* Problem description *
Copy the data word for word, keeping every line.
[START]
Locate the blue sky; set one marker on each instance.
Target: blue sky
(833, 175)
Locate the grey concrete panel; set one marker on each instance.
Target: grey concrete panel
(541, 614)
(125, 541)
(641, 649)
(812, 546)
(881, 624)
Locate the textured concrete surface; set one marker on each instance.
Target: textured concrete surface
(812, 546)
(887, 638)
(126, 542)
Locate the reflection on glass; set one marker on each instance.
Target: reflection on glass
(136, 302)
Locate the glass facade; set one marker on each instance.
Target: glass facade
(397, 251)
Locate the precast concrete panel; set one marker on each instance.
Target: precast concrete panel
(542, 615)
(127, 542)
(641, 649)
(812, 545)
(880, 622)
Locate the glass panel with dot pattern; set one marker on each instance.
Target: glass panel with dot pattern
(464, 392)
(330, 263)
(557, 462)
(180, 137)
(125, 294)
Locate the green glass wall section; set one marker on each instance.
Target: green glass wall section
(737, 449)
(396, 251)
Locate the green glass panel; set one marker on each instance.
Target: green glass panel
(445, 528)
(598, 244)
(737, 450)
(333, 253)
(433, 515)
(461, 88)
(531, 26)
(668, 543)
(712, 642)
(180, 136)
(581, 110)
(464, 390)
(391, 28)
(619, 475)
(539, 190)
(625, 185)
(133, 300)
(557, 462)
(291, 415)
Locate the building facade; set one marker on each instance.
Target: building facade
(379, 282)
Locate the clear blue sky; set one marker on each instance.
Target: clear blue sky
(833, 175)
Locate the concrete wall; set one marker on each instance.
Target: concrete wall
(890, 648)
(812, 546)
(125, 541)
[END]
* Exercise answer *
Locate the blue sky; set one marker on each instance.
Target: blue sky
(833, 175)
Locate the grey concrete panel; set one marker on each instance.
Target: grey concrete panel
(541, 614)
(125, 541)
(641, 649)
(812, 546)
(881, 624)
Locate the textured concrete surface; set one marker on each instance.
Target: textured concrete surface
(812, 546)
(887, 638)
(126, 542)
Locate the reflection on glass; set one marker on each instance.
Target: reflection on glass
(136, 302)
Locate the glass facade; set one marker on each instance.
Target: glass facade
(397, 251)
Locate the precast concrete panel; set one marker on each instance.
Target: precast concrete panel
(542, 615)
(127, 542)
(641, 649)
(812, 545)
(880, 622)
Locate the glass panel with dot pattern; set one marker on each instance.
Target: glass panel with dot pattern
(464, 392)
(330, 263)
(557, 462)
(180, 137)
(125, 294)
Locate the green glass wall section; set one marker on each instance.
Target: green glass wall section
(737, 449)
(396, 251)
Locate the green glass panel; set one marker on each instance.
Target: green glass panel
(445, 528)
(598, 244)
(737, 450)
(333, 253)
(433, 515)
(461, 88)
(531, 26)
(668, 543)
(712, 642)
(180, 136)
(581, 110)
(464, 390)
(391, 28)
(619, 475)
(539, 190)
(625, 185)
(133, 300)
(557, 462)
(291, 415)
Locate the building facade; set one marker on each instance.
Target: building facade
(379, 282)
Locate the clear blue sky; set one marker on each instance.
Target: clear blue sky
(833, 175)
Locate the concrete wall; set one marker on each instance.
Target: concrete wall
(890, 648)
(812, 546)
(125, 541)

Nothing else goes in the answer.